▶ [Your objective] Starting at the first line of the data, print every line up to and including the one with "target: grass field", but no pictures.

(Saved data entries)
====================

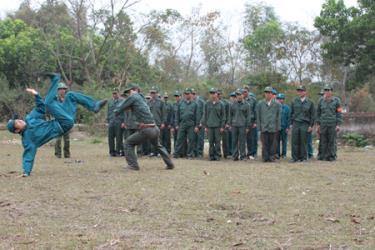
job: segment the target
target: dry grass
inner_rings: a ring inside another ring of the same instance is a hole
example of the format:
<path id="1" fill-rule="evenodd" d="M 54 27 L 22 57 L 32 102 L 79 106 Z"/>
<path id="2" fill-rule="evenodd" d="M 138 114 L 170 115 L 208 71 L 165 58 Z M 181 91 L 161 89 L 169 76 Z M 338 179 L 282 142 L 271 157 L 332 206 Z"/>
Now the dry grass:
<path id="1" fill-rule="evenodd" d="M 375 249 L 374 150 L 341 149 L 334 163 L 178 160 L 173 171 L 141 159 L 128 172 L 86 139 L 67 162 L 44 146 L 32 177 L 16 178 L 22 147 L 8 139 L 0 249 Z"/>

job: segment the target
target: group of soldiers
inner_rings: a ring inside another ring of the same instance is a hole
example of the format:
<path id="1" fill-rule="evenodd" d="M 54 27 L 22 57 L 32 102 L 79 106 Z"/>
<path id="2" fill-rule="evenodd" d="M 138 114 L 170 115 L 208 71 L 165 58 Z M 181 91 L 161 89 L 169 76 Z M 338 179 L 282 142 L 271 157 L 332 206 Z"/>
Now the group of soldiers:
<path id="1" fill-rule="evenodd" d="M 130 83 L 129 88 L 140 88 Z M 205 100 L 195 89 L 186 88 L 173 93 L 159 94 L 152 87 L 149 95 L 142 96 L 151 112 L 155 125 L 160 129 L 160 142 L 174 158 L 203 158 L 204 141 L 208 138 L 208 158 L 254 160 L 257 156 L 258 136 L 262 142 L 262 160 L 273 162 L 286 158 L 288 134 L 291 130 L 291 160 L 303 162 L 312 157 L 312 132 L 319 136 L 318 160 L 333 161 L 336 154 L 336 134 L 342 123 L 340 99 L 333 96 L 333 88 L 326 84 L 315 105 L 307 97 L 305 86 L 298 86 L 297 97 L 290 105 L 285 104 L 285 94 L 272 87 L 264 89 L 264 99 L 257 100 L 248 86 L 223 96 L 220 89 L 208 90 Z M 132 109 L 115 114 L 116 107 L 126 100 L 126 94 L 118 89 L 112 92 L 108 102 L 107 124 L 109 154 L 123 156 L 123 141 L 138 131 Z M 172 144 L 173 138 L 173 144 Z M 173 150 L 172 150 L 173 145 Z M 145 141 L 137 147 L 138 155 L 158 156 L 157 148 Z"/>

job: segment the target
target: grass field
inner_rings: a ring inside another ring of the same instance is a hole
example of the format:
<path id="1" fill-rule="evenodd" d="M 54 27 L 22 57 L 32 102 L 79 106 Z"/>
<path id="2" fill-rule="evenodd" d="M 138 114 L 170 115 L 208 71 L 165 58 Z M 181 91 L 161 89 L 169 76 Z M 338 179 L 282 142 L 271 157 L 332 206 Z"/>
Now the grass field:
<path id="1" fill-rule="evenodd" d="M 375 249 L 372 149 L 304 164 L 176 160 L 172 171 L 142 158 L 129 172 L 87 138 L 70 160 L 42 147 L 17 178 L 22 147 L 0 139 L 0 249 Z"/>

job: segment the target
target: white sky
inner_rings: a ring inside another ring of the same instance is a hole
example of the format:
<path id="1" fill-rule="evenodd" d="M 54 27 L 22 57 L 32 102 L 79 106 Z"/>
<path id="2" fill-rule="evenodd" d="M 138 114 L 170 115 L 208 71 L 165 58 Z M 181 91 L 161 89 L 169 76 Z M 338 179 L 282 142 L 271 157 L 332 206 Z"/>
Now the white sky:
<path id="1" fill-rule="evenodd" d="M 22 0 L 0 0 L 0 17 L 4 17 L 9 11 L 16 10 L 21 2 Z M 38 6 L 43 0 L 31 0 L 31 2 Z M 108 1 L 96 0 L 96 2 L 105 3 Z M 238 22 L 243 16 L 246 2 L 254 2 L 254 0 L 141 0 L 133 9 L 146 13 L 151 9 L 170 8 L 178 10 L 183 15 L 188 15 L 192 8 L 201 5 L 202 13 L 218 10 L 222 13 L 228 26 L 237 28 Z M 298 22 L 306 28 L 313 29 L 314 17 L 319 15 L 325 0 L 263 0 L 263 2 L 274 7 L 282 22 Z M 347 6 L 357 4 L 357 0 L 344 0 L 344 2 Z"/>

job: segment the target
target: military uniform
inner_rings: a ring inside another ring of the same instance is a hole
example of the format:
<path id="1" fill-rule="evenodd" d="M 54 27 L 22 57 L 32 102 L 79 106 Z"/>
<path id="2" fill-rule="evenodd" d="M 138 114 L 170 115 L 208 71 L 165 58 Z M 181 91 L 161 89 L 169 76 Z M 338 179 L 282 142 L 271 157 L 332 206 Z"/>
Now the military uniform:
<path id="1" fill-rule="evenodd" d="M 164 107 L 165 107 L 165 127 L 161 129 L 161 145 L 163 145 L 168 153 L 171 153 L 171 128 L 173 126 L 173 105 L 167 100 L 168 94 L 164 94 Z"/>
<path id="2" fill-rule="evenodd" d="M 304 86 L 300 86 L 298 91 L 306 91 Z M 292 128 L 292 162 L 307 160 L 307 133 L 308 129 L 314 126 L 315 108 L 314 103 L 307 97 L 301 100 L 300 97 L 294 99 L 291 107 Z"/>
<path id="3" fill-rule="evenodd" d="M 324 91 L 332 91 L 327 84 Z M 319 158 L 323 161 L 334 161 L 336 154 L 336 128 L 343 122 L 342 107 L 337 97 L 322 97 L 317 107 L 317 124 L 319 125 Z"/>
<path id="4" fill-rule="evenodd" d="M 279 93 L 277 99 L 285 99 L 285 95 Z M 277 147 L 277 155 L 285 158 L 288 147 L 288 129 L 290 127 L 290 108 L 286 104 L 281 104 L 281 127 Z M 281 146 L 280 146 L 281 144 Z"/>
<path id="5" fill-rule="evenodd" d="M 118 90 L 114 90 L 113 93 L 118 94 Z M 107 111 L 107 123 L 108 123 L 108 146 L 109 154 L 111 156 L 119 156 L 123 154 L 123 135 L 121 129 L 121 123 L 124 120 L 123 114 L 115 116 L 113 110 L 121 102 L 120 98 L 112 99 L 108 101 Z"/>
<path id="6" fill-rule="evenodd" d="M 193 90 L 194 92 L 195 90 Z M 195 101 L 197 103 L 197 119 L 200 121 L 203 116 L 203 108 L 205 101 L 203 100 L 202 97 L 196 96 Z M 196 134 L 196 147 L 194 149 L 194 156 L 201 158 L 203 157 L 203 152 L 204 152 L 204 128 L 199 127 L 199 131 Z"/>
<path id="7" fill-rule="evenodd" d="M 225 121 L 224 121 L 224 124 L 227 125 L 228 124 L 228 119 L 229 119 L 229 109 L 230 109 L 231 103 L 228 100 L 224 99 L 224 98 L 221 98 L 220 101 L 224 104 L 225 117 L 226 117 Z M 224 128 L 224 132 L 221 134 L 222 148 L 223 148 L 223 157 L 225 159 L 229 155 L 231 155 L 230 144 L 232 142 L 230 141 L 229 134 L 230 134 L 230 131 L 228 129 L 228 126 L 226 126 L 226 128 Z"/>
<path id="8" fill-rule="evenodd" d="M 185 94 L 187 93 L 191 94 L 191 89 L 186 89 Z M 174 157 L 182 157 L 185 140 L 187 140 L 187 157 L 194 157 L 194 148 L 196 147 L 196 134 L 194 129 L 199 126 L 198 116 L 198 105 L 193 99 L 190 101 L 184 99 L 181 101 L 180 105 L 178 105 L 175 117 L 178 133 Z"/>
<path id="9" fill-rule="evenodd" d="M 59 89 L 65 89 L 65 90 L 67 90 L 68 87 L 65 85 L 65 83 L 60 82 L 59 86 L 58 86 L 58 90 Z M 64 99 L 61 99 L 59 96 L 57 96 L 56 98 L 57 98 L 57 100 L 60 103 L 64 102 Z M 57 158 L 61 158 L 61 144 L 62 144 L 62 141 L 64 141 L 64 148 L 63 148 L 64 158 L 70 158 L 70 136 L 69 136 L 69 134 L 70 134 L 70 132 L 66 132 L 63 136 L 60 136 L 60 137 L 56 138 L 56 142 L 55 142 L 55 156 Z"/>
<path id="10" fill-rule="evenodd" d="M 128 85 L 125 92 L 134 90 L 136 85 Z M 130 94 L 128 98 L 123 100 L 114 110 L 115 114 L 121 114 L 126 109 L 131 109 L 136 121 L 139 123 L 139 130 L 129 136 L 124 143 L 125 157 L 128 168 L 131 170 L 139 170 L 137 156 L 134 148 L 141 145 L 145 141 L 150 141 L 151 145 L 157 149 L 157 153 L 161 155 L 167 169 L 174 168 L 174 164 L 168 156 L 166 149 L 160 144 L 160 130 L 155 124 L 153 115 L 144 98 L 138 94 Z"/>
<path id="11" fill-rule="evenodd" d="M 264 92 L 272 92 L 272 88 L 266 87 Z M 257 104 L 256 115 L 257 127 L 261 132 L 263 161 L 272 162 L 275 160 L 275 134 L 281 124 L 281 105 L 274 99 L 262 100 Z"/>
<path id="12" fill-rule="evenodd" d="M 216 93 L 216 89 L 210 90 L 210 94 Z M 219 99 L 217 101 L 207 101 L 203 108 L 201 124 L 207 128 L 210 160 L 220 159 L 221 133 L 224 132 L 225 121 L 226 110 L 224 104 Z"/>
<path id="13" fill-rule="evenodd" d="M 253 124 L 256 124 L 257 99 L 255 95 L 250 93 L 246 101 L 249 103 L 251 110 L 250 129 L 249 132 L 246 133 L 247 156 L 256 157 L 258 151 L 258 128 L 256 126 L 254 127 Z"/>
<path id="14" fill-rule="evenodd" d="M 240 91 L 237 96 L 242 95 Z M 244 160 L 246 158 L 246 128 L 251 122 L 250 105 L 244 100 L 237 100 L 229 110 L 229 126 L 232 132 L 233 160 Z"/>
<path id="15" fill-rule="evenodd" d="M 161 127 L 164 127 L 166 122 L 165 105 L 164 102 L 162 102 L 160 98 L 156 96 L 156 94 L 158 93 L 156 87 L 152 87 L 150 92 L 154 93 L 155 96 L 148 101 L 148 106 L 150 107 L 150 111 L 152 116 L 154 117 L 156 126 L 158 126 L 158 128 L 161 129 Z M 160 133 L 160 135 L 162 134 Z M 157 155 L 156 151 L 156 148 L 151 147 L 151 155 Z"/>

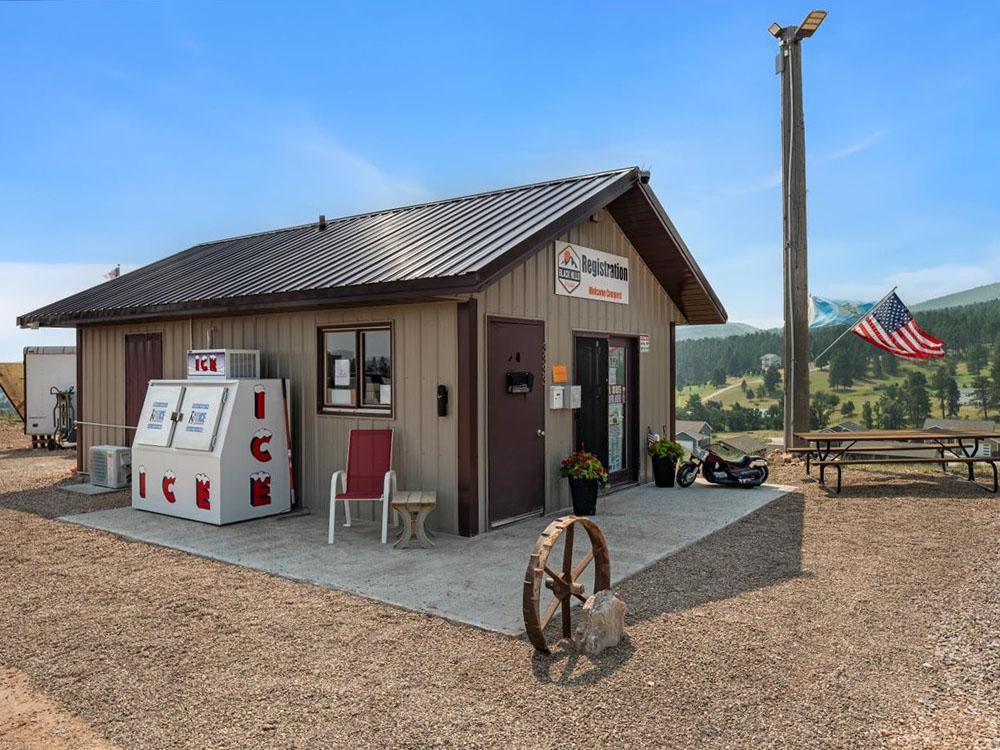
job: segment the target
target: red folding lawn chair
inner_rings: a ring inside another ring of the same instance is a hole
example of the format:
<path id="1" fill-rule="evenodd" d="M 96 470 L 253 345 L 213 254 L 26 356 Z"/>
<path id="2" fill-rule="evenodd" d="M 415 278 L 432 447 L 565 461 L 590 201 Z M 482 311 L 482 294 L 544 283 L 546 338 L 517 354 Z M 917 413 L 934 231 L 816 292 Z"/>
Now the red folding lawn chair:
<path id="1" fill-rule="evenodd" d="M 343 491 L 338 492 L 342 487 Z M 351 503 L 382 503 L 382 544 L 389 538 L 389 502 L 396 489 L 392 470 L 392 430 L 351 430 L 347 444 L 347 471 L 335 471 L 330 478 L 330 530 L 327 543 L 333 544 L 337 524 L 337 503 L 344 503 L 346 522 L 351 525 Z"/>

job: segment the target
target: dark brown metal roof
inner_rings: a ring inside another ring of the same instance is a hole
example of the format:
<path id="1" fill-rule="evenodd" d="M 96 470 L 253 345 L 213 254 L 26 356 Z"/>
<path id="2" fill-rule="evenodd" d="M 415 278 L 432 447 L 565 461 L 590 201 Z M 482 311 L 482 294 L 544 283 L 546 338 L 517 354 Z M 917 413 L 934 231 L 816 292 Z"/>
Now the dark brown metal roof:
<path id="1" fill-rule="evenodd" d="M 725 321 L 645 179 L 637 168 L 617 169 L 328 220 L 325 229 L 311 223 L 195 245 L 22 315 L 18 324 L 72 326 L 479 291 L 605 206 L 630 239 L 638 232 L 642 247 L 633 240 L 636 250 L 690 322 Z"/>

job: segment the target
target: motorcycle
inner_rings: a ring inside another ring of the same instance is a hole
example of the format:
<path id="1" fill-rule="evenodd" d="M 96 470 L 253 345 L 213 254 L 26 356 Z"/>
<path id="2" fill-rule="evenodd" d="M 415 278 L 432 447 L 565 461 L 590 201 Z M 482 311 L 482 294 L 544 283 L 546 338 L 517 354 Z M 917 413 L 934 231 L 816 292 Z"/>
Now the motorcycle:
<path id="1" fill-rule="evenodd" d="M 743 456 L 729 461 L 716 453 L 712 446 L 702 449 L 696 445 L 691 450 L 691 458 L 677 470 L 677 484 L 690 487 L 699 469 L 709 482 L 724 487 L 759 487 L 767 481 L 766 458 Z"/>

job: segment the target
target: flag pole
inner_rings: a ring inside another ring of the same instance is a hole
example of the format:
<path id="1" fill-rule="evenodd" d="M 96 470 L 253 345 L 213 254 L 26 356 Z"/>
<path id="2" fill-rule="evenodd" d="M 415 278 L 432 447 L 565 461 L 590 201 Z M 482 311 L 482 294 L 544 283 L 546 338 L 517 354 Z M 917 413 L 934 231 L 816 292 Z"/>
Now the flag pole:
<path id="1" fill-rule="evenodd" d="M 819 354 L 817 354 L 817 355 L 816 355 L 815 357 L 813 357 L 811 361 L 812 361 L 812 362 L 816 362 L 816 361 L 818 361 L 819 359 L 821 359 L 821 358 L 823 357 L 823 355 L 824 355 L 824 354 L 826 354 L 826 353 L 827 353 L 828 351 L 830 351 L 831 349 L 833 349 L 833 347 L 837 345 L 837 342 L 838 342 L 838 341 L 840 341 L 840 340 L 841 340 L 842 338 L 844 338 L 844 336 L 846 336 L 847 334 L 849 334 L 849 333 L 850 333 L 850 332 L 851 332 L 851 331 L 852 331 L 852 330 L 854 329 L 854 326 L 856 326 L 856 325 L 858 324 L 858 321 L 859 321 L 859 320 L 861 320 L 862 318 L 864 318 L 864 317 L 866 317 L 866 316 L 868 316 L 868 315 L 871 315 L 871 314 L 872 314 L 873 312 L 875 312 L 876 310 L 878 310 L 878 309 L 879 309 L 879 308 L 880 308 L 880 307 L 881 307 L 881 306 L 882 306 L 882 305 L 883 305 L 883 304 L 885 303 L 885 301 L 886 301 L 887 299 L 889 299 L 889 297 L 890 297 L 890 296 L 892 295 L 892 293 L 893 293 L 893 292 L 895 292 L 895 291 L 896 291 L 896 290 L 897 290 L 898 288 L 899 288 L 899 287 L 895 287 L 895 286 L 894 286 L 894 287 L 893 287 L 892 289 L 890 289 L 890 290 L 889 290 L 888 292 L 886 292 L 886 295 L 885 295 L 885 296 L 884 296 L 884 297 L 883 297 L 882 299 L 880 299 L 880 300 L 879 300 L 878 302 L 876 302 L 876 303 L 875 303 L 875 304 L 874 304 L 874 305 L 872 306 L 872 309 L 871 309 L 871 310 L 869 310 L 868 312 L 866 312 L 866 313 L 863 313 L 862 315 L 860 315 L 860 316 L 858 316 L 857 318 L 855 318 L 854 322 L 853 322 L 853 323 L 851 323 L 851 324 L 850 324 L 850 325 L 849 325 L 849 326 L 847 327 L 847 330 L 846 330 L 846 331 L 844 331 L 844 332 L 843 332 L 842 334 L 840 334 L 839 336 L 837 336 L 837 338 L 835 338 L 835 339 L 833 340 L 833 343 L 832 343 L 832 344 L 830 344 L 830 346 L 826 347 L 826 349 L 824 349 L 824 350 L 823 350 L 823 351 L 821 351 L 821 352 L 820 352 Z"/>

====================

▶ [Response area]
job: segment the target
target: dry grass
inner_rings: a ring inside another ring of the same instance is a hole
example of the format:
<path id="1" fill-rule="evenodd" d="M 54 27 L 22 57 L 32 102 L 79 106 Z"/>
<path id="2" fill-rule="evenodd" d="M 138 114 L 170 115 L 208 71 L 165 58 Z M 181 91 L 161 89 L 169 76 Z M 338 179 L 282 142 L 271 157 L 332 206 Z"/>
Now the dry grass:
<path id="1" fill-rule="evenodd" d="M 375 249 L 374 150 L 341 149 L 334 163 L 178 160 L 173 171 L 141 159 L 128 172 L 86 139 L 67 162 L 44 146 L 32 177 L 16 178 L 22 147 L 8 139 L 0 249 Z"/>

job: segment the target
target: group of soldiers
inner_rings: a ring inside another ring of the same instance is a hole
example of the format:
<path id="1" fill-rule="evenodd" d="M 54 27 L 22 57 L 32 102 L 79 106 Z"/>
<path id="2" fill-rule="evenodd" d="M 138 114 L 170 115 L 208 71 L 165 58 Z M 181 91 L 161 89 L 169 76 Z M 338 179 L 282 142 L 271 157 L 332 206 Z"/>
Now the group of soldiers:
<path id="1" fill-rule="evenodd" d="M 130 83 L 129 88 L 140 88 Z M 205 100 L 195 89 L 186 88 L 173 93 L 159 94 L 152 87 L 149 95 L 142 96 L 151 112 L 155 125 L 160 129 L 160 142 L 174 158 L 203 158 L 204 141 L 208 138 L 208 158 L 254 160 L 257 156 L 258 136 L 262 142 L 262 160 L 273 162 L 286 158 L 288 134 L 291 130 L 291 160 L 303 162 L 312 157 L 312 132 L 319 136 L 318 160 L 333 161 L 336 154 L 336 134 L 342 123 L 340 99 L 333 96 L 333 88 L 326 84 L 315 105 L 307 97 L 305 86 L 298 86 L 297 97 L 290 105 L 285 104 L 285 94 L 272 87 L 264 89 L 264 99 L 257 100 L 248 86 L 223 96 L 220 89 L 208 90 Z M 132 109 L 115 114 L 116 107 L 126 100 L 126 94 L 118 89 L 112 92 L 108 102 L 107 124 L 109 154 L 123 156 L 123 141 L 138 131 Z M 172 144 L 173 138 L 173 144 Z M 173 150 L 172 150 L 173 145 Z M 145 141 L 137 147 L 138 155 L 158 156 L 157 148 Z"/>

job: segment the target
target: grass field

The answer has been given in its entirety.